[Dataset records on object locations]
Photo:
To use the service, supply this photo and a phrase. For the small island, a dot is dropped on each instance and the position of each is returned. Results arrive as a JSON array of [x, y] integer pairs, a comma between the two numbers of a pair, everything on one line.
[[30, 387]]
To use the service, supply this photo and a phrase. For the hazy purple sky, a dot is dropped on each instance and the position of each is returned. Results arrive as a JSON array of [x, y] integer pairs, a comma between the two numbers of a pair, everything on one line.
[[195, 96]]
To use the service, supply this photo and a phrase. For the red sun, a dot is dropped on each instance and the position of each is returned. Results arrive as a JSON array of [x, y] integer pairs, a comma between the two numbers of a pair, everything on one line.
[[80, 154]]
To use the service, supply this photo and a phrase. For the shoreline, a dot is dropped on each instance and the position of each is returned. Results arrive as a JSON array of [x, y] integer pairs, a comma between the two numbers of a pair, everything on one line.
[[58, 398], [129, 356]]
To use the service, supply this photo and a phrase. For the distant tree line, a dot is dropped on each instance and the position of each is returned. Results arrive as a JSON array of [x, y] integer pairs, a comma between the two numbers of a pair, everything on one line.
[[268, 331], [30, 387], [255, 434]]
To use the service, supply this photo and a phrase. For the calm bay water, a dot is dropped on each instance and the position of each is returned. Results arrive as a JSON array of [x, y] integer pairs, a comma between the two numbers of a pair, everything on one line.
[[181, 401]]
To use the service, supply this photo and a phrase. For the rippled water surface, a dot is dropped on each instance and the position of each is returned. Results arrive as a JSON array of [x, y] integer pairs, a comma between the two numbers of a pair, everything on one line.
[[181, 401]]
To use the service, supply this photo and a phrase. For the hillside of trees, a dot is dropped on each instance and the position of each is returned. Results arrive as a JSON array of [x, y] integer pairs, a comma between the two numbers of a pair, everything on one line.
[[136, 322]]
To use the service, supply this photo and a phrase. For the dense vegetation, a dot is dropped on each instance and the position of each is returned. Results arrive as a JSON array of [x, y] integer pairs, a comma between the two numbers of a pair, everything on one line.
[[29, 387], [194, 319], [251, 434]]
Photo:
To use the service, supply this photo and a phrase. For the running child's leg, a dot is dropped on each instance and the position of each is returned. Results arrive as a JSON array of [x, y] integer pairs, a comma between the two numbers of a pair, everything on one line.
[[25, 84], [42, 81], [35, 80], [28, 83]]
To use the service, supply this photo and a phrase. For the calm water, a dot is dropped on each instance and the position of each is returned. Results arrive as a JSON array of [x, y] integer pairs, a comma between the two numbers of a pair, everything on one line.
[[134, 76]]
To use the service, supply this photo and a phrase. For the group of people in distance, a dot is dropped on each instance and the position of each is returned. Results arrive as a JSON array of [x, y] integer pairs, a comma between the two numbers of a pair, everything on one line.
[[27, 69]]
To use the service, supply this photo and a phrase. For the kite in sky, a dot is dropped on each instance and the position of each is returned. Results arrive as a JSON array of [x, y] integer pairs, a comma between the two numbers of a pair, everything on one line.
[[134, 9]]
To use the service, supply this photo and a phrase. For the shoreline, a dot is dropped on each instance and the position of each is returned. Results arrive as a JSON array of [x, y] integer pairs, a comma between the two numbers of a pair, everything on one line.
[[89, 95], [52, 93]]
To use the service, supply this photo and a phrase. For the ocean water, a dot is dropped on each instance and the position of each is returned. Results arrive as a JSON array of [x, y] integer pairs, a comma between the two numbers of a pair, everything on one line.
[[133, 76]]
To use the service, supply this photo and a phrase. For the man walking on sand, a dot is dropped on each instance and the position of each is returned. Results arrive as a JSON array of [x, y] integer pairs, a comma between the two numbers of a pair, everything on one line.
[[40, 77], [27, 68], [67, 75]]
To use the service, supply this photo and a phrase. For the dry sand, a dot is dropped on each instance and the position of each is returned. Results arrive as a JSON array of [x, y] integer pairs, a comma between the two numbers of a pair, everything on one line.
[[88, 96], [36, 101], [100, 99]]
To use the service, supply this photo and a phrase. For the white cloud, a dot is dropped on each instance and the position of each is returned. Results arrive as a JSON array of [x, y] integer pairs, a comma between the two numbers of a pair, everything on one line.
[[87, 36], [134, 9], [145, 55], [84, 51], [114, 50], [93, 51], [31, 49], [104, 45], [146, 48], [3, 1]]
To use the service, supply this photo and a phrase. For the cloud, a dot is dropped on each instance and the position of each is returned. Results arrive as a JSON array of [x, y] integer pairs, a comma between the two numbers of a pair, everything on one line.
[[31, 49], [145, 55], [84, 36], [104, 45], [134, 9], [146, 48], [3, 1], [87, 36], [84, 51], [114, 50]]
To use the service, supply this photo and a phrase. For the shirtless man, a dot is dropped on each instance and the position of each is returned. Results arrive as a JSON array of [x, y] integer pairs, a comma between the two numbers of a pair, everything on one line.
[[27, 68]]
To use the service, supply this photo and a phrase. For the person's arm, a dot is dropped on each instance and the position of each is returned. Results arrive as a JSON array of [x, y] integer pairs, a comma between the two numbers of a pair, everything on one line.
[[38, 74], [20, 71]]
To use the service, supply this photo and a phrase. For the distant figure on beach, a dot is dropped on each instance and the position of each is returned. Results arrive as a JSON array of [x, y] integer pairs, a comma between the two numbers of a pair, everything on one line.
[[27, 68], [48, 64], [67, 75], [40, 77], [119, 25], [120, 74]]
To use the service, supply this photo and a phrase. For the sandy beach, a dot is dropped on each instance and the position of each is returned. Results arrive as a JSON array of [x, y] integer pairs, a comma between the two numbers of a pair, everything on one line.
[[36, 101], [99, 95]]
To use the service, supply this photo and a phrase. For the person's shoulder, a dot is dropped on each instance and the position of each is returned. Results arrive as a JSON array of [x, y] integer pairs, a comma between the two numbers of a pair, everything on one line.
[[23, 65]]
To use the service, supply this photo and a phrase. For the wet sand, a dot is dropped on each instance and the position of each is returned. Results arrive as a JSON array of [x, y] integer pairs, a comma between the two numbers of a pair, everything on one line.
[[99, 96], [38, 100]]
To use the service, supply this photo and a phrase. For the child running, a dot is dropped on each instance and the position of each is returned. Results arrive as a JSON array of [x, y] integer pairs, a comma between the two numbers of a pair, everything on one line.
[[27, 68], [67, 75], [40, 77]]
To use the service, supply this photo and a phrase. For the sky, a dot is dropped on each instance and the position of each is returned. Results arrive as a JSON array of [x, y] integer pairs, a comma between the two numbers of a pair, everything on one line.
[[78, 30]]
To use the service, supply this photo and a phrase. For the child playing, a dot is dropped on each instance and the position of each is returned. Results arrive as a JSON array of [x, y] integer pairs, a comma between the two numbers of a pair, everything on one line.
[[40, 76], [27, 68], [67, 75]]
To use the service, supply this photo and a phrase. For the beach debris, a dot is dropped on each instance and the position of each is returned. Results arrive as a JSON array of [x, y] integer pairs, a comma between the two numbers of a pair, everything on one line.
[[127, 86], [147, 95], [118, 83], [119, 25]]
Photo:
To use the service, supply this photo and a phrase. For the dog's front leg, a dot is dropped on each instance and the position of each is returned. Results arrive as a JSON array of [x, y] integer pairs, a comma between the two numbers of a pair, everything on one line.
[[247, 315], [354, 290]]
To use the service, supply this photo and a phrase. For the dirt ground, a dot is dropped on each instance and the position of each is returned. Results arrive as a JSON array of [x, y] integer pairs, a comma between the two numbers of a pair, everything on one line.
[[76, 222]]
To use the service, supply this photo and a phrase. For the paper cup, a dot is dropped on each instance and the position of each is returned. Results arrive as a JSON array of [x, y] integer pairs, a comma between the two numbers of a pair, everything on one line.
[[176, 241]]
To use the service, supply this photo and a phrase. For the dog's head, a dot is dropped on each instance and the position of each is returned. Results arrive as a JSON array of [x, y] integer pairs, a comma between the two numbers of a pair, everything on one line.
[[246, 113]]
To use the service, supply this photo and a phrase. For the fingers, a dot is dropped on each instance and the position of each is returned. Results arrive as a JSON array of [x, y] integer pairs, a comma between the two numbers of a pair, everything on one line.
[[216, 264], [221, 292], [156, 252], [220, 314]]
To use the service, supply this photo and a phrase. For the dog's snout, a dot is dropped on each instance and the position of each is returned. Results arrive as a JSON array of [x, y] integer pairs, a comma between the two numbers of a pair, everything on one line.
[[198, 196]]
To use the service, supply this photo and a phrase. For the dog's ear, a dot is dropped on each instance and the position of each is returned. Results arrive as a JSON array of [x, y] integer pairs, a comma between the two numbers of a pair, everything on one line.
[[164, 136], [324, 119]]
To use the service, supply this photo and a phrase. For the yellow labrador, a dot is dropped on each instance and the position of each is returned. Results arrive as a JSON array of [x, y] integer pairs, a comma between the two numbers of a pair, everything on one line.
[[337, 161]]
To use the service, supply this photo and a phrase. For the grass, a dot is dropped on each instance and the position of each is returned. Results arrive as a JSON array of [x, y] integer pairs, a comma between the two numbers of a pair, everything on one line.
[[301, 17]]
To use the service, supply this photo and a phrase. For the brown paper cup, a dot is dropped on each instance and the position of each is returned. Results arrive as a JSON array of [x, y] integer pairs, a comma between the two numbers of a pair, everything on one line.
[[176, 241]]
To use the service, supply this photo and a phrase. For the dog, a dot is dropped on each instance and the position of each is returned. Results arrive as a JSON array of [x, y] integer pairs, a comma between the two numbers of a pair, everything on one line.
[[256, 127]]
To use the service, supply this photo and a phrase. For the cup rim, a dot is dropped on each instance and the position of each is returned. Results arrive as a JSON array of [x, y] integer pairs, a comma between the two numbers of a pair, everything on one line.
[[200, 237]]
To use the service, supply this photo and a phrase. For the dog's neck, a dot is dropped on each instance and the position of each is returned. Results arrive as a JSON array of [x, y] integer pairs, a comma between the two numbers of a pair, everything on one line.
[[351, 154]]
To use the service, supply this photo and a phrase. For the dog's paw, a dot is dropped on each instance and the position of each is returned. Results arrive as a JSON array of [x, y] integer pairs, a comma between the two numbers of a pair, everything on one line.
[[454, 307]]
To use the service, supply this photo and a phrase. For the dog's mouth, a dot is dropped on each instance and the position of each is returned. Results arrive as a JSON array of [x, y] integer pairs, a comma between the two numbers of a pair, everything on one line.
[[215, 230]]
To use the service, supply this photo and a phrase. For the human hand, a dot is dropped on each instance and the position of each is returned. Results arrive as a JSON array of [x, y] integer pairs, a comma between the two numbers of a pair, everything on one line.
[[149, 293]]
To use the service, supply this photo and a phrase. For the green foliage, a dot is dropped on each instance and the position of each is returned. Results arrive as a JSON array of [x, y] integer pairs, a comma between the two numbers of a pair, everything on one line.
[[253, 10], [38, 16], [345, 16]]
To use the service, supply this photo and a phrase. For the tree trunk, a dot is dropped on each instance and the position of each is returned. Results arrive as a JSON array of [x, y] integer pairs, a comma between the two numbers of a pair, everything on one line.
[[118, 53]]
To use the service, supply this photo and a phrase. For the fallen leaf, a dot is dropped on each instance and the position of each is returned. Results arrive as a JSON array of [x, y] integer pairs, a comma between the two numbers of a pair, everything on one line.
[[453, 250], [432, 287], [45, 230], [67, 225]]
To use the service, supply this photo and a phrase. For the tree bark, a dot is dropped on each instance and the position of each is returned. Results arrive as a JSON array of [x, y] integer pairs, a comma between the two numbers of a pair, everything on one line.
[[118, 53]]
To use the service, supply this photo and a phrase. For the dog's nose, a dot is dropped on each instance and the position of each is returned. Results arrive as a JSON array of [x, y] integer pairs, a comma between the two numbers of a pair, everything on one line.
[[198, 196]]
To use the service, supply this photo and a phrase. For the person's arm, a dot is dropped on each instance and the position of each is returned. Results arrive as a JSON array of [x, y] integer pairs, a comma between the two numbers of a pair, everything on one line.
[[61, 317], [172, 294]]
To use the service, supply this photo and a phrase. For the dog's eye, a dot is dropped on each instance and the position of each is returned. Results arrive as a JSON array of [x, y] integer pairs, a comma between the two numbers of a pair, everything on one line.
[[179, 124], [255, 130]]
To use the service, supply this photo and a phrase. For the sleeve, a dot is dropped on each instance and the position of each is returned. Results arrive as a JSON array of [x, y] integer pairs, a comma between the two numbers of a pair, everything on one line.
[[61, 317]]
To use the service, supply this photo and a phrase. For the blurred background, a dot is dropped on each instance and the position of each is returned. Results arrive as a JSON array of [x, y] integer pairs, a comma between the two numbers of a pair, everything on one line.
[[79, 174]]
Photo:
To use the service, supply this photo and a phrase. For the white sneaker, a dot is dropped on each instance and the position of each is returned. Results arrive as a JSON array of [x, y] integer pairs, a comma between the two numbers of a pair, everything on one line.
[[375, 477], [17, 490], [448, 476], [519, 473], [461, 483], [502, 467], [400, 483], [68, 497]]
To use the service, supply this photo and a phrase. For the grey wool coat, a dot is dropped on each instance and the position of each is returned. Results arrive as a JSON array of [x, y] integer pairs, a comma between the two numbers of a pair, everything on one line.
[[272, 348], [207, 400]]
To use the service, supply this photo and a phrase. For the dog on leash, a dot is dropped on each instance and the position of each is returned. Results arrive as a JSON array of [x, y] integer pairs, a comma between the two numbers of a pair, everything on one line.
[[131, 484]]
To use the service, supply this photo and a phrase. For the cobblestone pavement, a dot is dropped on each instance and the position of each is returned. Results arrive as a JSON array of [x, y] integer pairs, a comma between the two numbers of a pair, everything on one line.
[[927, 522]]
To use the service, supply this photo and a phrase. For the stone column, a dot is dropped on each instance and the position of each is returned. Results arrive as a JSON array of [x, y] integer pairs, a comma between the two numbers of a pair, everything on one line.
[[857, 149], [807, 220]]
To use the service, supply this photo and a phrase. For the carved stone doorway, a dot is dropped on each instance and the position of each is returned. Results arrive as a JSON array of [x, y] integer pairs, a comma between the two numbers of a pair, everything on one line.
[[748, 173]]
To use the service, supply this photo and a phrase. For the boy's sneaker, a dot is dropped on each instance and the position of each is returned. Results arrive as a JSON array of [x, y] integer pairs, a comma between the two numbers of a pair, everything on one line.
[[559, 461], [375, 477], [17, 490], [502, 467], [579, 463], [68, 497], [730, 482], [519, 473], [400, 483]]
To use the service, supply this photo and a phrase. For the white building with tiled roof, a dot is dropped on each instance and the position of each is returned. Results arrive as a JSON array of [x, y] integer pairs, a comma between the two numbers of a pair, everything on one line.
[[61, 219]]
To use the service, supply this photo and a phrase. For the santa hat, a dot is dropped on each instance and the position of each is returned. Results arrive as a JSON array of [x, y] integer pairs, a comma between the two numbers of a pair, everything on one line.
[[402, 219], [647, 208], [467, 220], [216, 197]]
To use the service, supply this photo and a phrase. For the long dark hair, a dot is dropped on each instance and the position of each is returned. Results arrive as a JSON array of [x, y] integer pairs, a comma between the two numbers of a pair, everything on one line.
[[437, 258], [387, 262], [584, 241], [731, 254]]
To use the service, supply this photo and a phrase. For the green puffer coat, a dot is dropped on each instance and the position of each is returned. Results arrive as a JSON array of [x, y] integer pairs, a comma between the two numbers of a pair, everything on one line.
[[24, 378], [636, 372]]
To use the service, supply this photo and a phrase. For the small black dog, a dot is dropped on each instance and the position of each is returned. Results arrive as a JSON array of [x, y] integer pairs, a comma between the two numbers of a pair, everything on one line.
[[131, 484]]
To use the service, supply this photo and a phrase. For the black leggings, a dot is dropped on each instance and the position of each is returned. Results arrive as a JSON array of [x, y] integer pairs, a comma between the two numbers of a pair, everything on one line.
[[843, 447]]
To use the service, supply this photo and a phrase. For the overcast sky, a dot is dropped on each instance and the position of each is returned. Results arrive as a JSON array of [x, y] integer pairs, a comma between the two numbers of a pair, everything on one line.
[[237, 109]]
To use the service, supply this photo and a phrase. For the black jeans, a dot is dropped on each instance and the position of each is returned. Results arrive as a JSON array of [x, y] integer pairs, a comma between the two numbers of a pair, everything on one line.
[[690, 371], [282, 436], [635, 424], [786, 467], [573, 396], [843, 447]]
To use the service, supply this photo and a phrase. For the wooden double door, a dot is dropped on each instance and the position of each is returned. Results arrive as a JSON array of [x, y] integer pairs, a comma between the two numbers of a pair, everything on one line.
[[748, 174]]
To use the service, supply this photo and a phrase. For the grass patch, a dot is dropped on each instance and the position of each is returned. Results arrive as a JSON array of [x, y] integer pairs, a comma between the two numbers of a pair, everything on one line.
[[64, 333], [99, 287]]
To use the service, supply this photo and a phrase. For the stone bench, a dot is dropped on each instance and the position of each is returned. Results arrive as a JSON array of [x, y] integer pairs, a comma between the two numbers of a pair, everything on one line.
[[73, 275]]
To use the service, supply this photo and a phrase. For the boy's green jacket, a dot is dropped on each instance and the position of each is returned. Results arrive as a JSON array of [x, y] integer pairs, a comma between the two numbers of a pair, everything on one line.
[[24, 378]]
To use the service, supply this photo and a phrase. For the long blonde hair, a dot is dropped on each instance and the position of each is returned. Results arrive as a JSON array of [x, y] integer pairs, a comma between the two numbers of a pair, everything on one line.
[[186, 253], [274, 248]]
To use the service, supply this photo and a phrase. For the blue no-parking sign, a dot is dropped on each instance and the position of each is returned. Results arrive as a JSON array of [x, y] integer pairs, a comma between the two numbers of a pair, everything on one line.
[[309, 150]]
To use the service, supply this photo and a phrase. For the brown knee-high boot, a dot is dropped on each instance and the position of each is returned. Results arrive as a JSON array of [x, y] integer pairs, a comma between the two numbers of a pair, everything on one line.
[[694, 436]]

To do: Reproduce the items word for word, everything from the line containing "For the hazy" down through the line containing "[[195, 96]]", both of those lines included.

Exercise answer:
To use the service, supply this photo and a phrase. For the hazy purple sky, a dot is dropped on each instance and the position of each is returned. Results arrive as a JSON array of [x, y] integer pairs, a comma between the two numbers of a pair, everything on one line.
[[195, 96]]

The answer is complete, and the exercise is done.